> [Exercise description]: Reproduce each of the following entries line for line, without any alteration.

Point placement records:
START
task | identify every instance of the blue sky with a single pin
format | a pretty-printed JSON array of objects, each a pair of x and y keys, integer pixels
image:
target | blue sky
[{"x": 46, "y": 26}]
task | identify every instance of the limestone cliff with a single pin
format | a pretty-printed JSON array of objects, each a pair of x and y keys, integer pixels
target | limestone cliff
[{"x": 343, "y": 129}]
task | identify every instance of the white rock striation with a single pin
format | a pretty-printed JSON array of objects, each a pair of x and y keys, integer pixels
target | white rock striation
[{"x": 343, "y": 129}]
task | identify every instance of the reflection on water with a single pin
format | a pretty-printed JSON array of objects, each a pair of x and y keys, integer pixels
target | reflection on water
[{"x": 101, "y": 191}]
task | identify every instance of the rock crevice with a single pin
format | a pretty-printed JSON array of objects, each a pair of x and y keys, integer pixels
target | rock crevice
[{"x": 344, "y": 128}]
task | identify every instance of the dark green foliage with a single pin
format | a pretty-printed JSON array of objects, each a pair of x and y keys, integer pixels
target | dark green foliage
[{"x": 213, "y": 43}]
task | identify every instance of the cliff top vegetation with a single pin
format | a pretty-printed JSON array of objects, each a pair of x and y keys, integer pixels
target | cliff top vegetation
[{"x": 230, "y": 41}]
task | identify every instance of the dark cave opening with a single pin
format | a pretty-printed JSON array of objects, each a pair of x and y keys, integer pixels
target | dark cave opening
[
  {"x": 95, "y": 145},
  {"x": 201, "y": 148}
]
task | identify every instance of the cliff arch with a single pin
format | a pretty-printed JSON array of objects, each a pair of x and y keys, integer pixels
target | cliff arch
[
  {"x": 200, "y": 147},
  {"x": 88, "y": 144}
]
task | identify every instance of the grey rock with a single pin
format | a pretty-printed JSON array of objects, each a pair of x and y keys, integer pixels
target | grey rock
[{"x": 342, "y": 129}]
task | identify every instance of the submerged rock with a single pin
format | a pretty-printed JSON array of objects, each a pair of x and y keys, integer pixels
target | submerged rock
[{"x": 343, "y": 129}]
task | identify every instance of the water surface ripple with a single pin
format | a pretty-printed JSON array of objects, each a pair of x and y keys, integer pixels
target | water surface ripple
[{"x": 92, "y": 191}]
END
> [Right answer]:
task | identify every instance of the blue sky with a single pin
format | a pretty-printed JSON array of objects, each a pair of x and y keys, integer pixels
image:
target | blue sky
[{"x": 46, "y": 26}]
task | identify every instance of the limestone cliff with a single pin
format | a pretty-printed JSON array of objects, each a pair of x and y keys, integer pixels
target | limestone cliff
[{"x": 343, "y": 129}]
task | identify every instance of the white rock striation with a single pin
format | a pretty-printed JSON array of objects, each a pair of x and y keys, integer pixels
target | white rock striation
[{"x": 343, "y": 129}]
task | identify every instance of the reflection on water with a single pin
format | a pretty-printed JSON array of objects, each a pair of x and y keys, integer pixels
target | reflection on water
[{"x": 101, "y": 191}]
task | identify every instance of the rock crevice with a single pin
format | a pretty-printed JSON array of objects, each a pair of x and y keys, integer pixels
target | rock crevice
[{"x": 344, "y": 128}]
task | identify every instance of the dark green foliage with a single pin
format | a pretty-printed JSON array of objects, each a pair of x and y keys, integer pixels
target | dark green foliage
[{"x": 213, "y": 43}]
task | identify every instance of the cliff top vegetation with a single pin
format | a pretty-printed JSON array of objects, each a pair of x and y keys, integer pixels
target | cliff top vegetation
[{"x": 230, "y": 41}]
task | identify every instance of the dark cave opening with a single pin
format | a pretty-printed JSON array of objects, each a pair of x and y keys, integer pixels
target | dark cave opening
[
  {"x": 95, "y": 145},
  {"x": 201, "y": 148}
]
task | identify every instance of the cliff arch with a single pin
format | a pretty-printed JSON array of objects, each a pair of x and y keys, integer pixels
target | cliff arch
[
  {"x": 200, "y": 147},
  {"x": 88, "y": 144}
]
task | identify every instance of the grey rock with a single pin
format | a pretty-printed JSON array of objects, each a pair of x and y keys, integer pixels
target | grey rock
[{"x": 342, "y": 129}]
task | identify every instance of the submerged rock with a single pin
format | a pretty-printed JSON array of objects, each a pair of x and y keys, integer pixels
target | submerged rock
[{"x": 343, "y": 129}]
task | identify every instance of the water surface ripple with a single pin
format | a pretty-printed JSON array of objects, each a pair of x and y keys, integer pixels
target | water surface ripple
[{"x": 92, "y": 191}]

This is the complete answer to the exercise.